DOCUMENT EXTRACT
------------------------------------------------------------------------

Parameter	Description	Example
`inputFile`	Input file with URLs and analysis types	`input.txt`
`outputFile`	Output HTML file path	`output.html`
`n`	Files-per-worker ratio	`10` (1 worker per 10 URLs)
`terminate`	(Optional) Terminate Manager after completion	`terminate`

Input File Format

Each line: <ANALYSIS_TYPE><TAB><URL>

POS	https://www.gutenberg.org/files/1661/1661-0.txt
CONSTITUENCY	https://www.gutenberg.org/files/1342/1342-0.txt
DEPENDENCY	https://example.com/sample.txt

Analysis Types:

POS - Part-of-Speech tagging
CONSTITUENCY - Constituency parsing (tree structure)
DEPENDENCY - Dependency parsing (word relationships)

Output File Format

HTML with clickable links to input and result files:

<html><body>
POS: <a href="https://input-url.com/file.txt">https://input-url.com/file.txt</a> 
     <a href="https://s3.amazonaws.com/bucket/result.txt">https://s3.amazonaws.com/bucket/result.txt</a><br>
CONSTITUENCY: <a href="...">...</a> <a href="...">...</a><br>
</body></html>

Error handling:

POS: <a href="https://bad-url.com/file.txt">https://bad-url.com/file.txt</a> ERROR: Connection timeout<br>

Example

# Start system with 1 worker per 5 files
java -jar target/local-application.jar input.txt output.html 5

# With automatic termination
java -jar target/local-application.jar input.txt output.html 10 terminate

🔧 Implementation Details

AWS Resources

SQS Queues (4 total):

Queue	Direction	Purpose	Message Format
`manager-input-queue`	LocalApp → Manager	Task submissions	`new task\t{s3_key}\t{n}\t{response_queue}`
`worker-tasks-queue`	Manager → Workers	Subtasks (shared)	`{taskId}\t{analysisType}\t{fileUrl}`
`worker-results-queue`	Workers → Manager	Completion messages	`{taskId}\t{analysisType}\t{url}\t{result}`
`response-{uuid}-queue`	Manager → LocalApp	Final results (unique per client)	`DONE\t{summary_s3_key}`

EC2 Configuration:

Manager: t3.micro instance
Workers: t3.micro instances (dynamically scaled)
Region: us-east-1
AMI: Custom AMI with Java 17 + JARs

S3 Storage:

Input files uploaded by clients
Result files (POS/CONSTITUENCY/DEPENDENCY output) uploaded by workers
HTML summary files generated by Manager

SQS Settings:

Long polling: 20 seconds (reduces API costs)
Visibility timeout: 4000 seconds (~66 minutes)
Message retention: 4 days

Security

IAM Role-Based Authentication (Zero credentials in code):

All instances use LabInstanceProfile IAM role
Temporary credentials auto-rotated by AWS
No hardcoded access keys anywhere
Prevents credential leakage

// SDK automatically uses IAM instance profile
S3Client s3 = S3Client.builder().region(Region.US_EAST_1).build();

🛡 Fault Tolerance

Worker Crashes

Detection: Manager health checks every 60 seconds via EC2 API
Recovery: Automatic worker replacement when tasks are active
Message Safety: SQS visibility timeout (66 min) ensures messages reappear if worker dies
Result: Zero data loss, automatic recovery

Manager Crashes

Detection: LocalApp polls Manager status every 2 minutes
Response: Throws exception with cleanup instructions
Limitation: In-memory state lost (design choice for assignment scope)

------------------------------------------------------------------------

DATA SHOWN
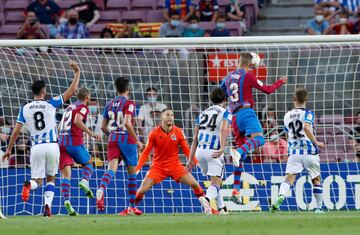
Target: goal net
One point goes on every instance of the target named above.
(183, 71)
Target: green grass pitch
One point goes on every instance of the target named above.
(262, 223)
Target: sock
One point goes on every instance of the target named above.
(284, 187)
(219, 200)
(65, 189)
(49, 193)
(132, 187)
(251, 144)
(33, 185)
(105, 180)
(317, 191)
(237, 175)
(212, 192)
(198, 191)
(138, 198)
(87, 172)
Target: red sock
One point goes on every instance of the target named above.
(138, 198)
(198, 191)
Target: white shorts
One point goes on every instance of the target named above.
(210, 166)
(296, 164)
(44, 160)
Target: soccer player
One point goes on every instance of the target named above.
(123, 143)
(238, 86)
(209, 142)
(72, 148)
(39, 118)
(165, 140)
(302, 149)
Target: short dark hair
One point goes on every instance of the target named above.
(37, 86)
(122, 84)
(82, 93)
(217, 95)
(151, 89)
(300, 95)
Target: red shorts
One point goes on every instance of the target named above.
(159, 174)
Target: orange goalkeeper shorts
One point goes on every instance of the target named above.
(159, 174)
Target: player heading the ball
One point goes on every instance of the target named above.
(302, 149)
(39, 118)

------------------------------------------------------------------------

TO BE DONE
1. Name every SQS queue listed in the project documentation.
2. From the records, extract the lines running from the one that contains "Target: player heading the ball" through the end of the records, both ends included, word for word.
The project documentation and the records were taken from separate sources.

FULL SOLUTIONS
1.
manager-input-queue
worker-tasks-queue
worker-results-queue
response-{uuid}-queue

2.
Target: player heading the ball
One point goes on every instance of the target named above.
(302, 149)
(39, 118)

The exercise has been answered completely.